## Aim of the task
Set down, word for word, the stretch of lines from the one containing "Each instance of the metal" to the end of the records below.

## Data entries
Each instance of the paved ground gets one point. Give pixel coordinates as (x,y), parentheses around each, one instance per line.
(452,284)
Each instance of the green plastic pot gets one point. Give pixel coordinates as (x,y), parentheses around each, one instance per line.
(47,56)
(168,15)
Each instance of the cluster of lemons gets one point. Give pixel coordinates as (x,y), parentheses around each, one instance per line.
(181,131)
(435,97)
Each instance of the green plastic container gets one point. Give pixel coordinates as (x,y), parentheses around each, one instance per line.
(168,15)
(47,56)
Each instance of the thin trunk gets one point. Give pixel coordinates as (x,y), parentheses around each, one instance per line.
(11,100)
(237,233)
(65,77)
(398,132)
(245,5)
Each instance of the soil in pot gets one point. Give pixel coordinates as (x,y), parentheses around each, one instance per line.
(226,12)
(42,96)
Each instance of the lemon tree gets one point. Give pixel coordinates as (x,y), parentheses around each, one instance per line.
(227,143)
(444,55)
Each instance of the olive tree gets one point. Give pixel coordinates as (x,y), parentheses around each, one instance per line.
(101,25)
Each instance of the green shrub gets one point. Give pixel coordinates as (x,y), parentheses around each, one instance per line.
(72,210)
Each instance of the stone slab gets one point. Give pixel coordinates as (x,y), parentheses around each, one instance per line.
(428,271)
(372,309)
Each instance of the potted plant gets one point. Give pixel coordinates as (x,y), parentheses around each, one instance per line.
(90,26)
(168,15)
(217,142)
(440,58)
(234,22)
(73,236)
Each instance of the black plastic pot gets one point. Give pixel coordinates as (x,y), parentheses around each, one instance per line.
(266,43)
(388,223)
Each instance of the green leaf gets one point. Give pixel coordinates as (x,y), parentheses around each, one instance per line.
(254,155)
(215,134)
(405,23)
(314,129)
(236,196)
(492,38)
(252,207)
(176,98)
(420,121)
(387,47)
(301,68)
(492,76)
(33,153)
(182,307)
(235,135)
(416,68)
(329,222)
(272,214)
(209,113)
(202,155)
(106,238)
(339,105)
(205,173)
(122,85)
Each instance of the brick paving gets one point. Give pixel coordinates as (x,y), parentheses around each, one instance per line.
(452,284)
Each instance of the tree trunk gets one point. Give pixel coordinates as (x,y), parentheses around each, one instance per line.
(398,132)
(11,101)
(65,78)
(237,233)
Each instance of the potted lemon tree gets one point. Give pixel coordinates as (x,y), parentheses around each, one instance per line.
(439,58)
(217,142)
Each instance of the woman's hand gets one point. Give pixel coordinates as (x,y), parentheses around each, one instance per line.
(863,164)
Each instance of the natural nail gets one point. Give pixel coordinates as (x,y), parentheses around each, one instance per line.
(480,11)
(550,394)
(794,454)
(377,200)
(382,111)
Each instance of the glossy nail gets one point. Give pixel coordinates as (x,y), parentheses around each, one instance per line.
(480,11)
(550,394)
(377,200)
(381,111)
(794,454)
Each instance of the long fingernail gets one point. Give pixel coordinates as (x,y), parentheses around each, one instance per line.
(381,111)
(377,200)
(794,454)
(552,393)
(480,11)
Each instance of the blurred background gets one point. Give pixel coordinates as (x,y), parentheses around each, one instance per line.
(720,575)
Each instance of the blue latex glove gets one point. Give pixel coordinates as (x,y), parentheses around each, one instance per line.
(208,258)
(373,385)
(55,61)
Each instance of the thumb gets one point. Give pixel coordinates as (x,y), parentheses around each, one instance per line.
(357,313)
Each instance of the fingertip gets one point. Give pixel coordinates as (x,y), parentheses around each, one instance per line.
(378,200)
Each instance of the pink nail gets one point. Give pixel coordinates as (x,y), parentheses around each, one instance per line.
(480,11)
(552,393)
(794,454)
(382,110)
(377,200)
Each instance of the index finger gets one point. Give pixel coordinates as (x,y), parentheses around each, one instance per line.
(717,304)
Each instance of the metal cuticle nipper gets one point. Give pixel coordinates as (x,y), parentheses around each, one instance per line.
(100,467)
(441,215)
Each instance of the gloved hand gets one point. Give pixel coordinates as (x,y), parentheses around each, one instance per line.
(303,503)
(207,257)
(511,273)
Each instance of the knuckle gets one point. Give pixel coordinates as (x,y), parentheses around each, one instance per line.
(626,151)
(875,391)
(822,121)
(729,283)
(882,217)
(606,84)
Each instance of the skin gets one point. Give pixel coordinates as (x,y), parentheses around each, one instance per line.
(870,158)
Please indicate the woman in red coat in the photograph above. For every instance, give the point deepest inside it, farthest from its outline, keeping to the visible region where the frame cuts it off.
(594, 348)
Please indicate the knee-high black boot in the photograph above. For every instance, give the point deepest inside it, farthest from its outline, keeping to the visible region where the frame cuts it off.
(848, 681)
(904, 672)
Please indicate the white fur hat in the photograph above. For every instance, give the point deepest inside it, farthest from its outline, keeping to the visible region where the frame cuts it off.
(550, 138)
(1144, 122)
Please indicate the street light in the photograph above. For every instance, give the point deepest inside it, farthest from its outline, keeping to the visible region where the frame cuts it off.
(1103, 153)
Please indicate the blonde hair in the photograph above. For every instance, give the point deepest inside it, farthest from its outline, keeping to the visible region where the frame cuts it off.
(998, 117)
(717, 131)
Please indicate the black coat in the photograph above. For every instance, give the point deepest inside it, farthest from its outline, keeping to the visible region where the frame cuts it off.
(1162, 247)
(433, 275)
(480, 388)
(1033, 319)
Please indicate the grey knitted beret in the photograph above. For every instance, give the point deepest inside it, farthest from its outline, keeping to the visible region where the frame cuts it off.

## Response to this exercise
Each instance of the metal cuticle nipper gets one point. Give pixel coordinates as (x,y), parentheses around each, one instance per line.
(100,467)
(441,215)
Each instance of the gloved hand gets one point. Give pixel coordinates as (x,y), parentheses around each, one instance per line.
(303,503)
(207,257)
(511,273)
Each instance of the knuckle gets one point. Give pixel coordinates as (x,y), parentheses around each, one instance per line.
(626,151)
(875,391)
(822,121)
(729,283)
(882,217)
(606,84)
Each instance of the skin gets one point. Give pixel coordinates as (x,y), parentheses around each, one instance per line.
(870,158)
Please indicate the woman in red coat in the photograph above. For every instance, give the point deepest inside it, farthest from its outline, keeping to the visible region where the frame cuts it off.
(594, 348)
Please indicate the knee-high black boot in the photograph above. For every instance, give the point deepest inside it, farthest from its outline, keeping to the visible region where the frame cuts it off.
(848, 681)
(904, 672)
Please indicate the white fur hat in the photograph above. For every instance, give the point deepest inside it, farthest from its outline, keeping to the visible region where the frame cuts it off.
(550, 138)
(1144, 122)
Please indicate the street light in the photograph above. For every instance, give the point deepest inside it, farthest from its outline, keeping to the visible region where the frame cuts it off.
(1103, 153)
Please indicate the blonde hair in the photograph above. For every instance, give the point deepest inside it, farthest from its outline, keeping to the visible region where the frame cuts it off.
(998, 117)
(717, 131)
Please indicate the black coat in the photograph above. For every instance, give the point deepest inside it, farthest from its outline, keeping to the visible region where the frame cuts it off.
(1162, 247)
(433, 275)
(480, 388)
(1033, 319)
Please indicate the grey knitted beret in the photograph above. For every instance, give the point deepest inside it, farthest from its outline, keeping to the visible region where the frame cuts it off.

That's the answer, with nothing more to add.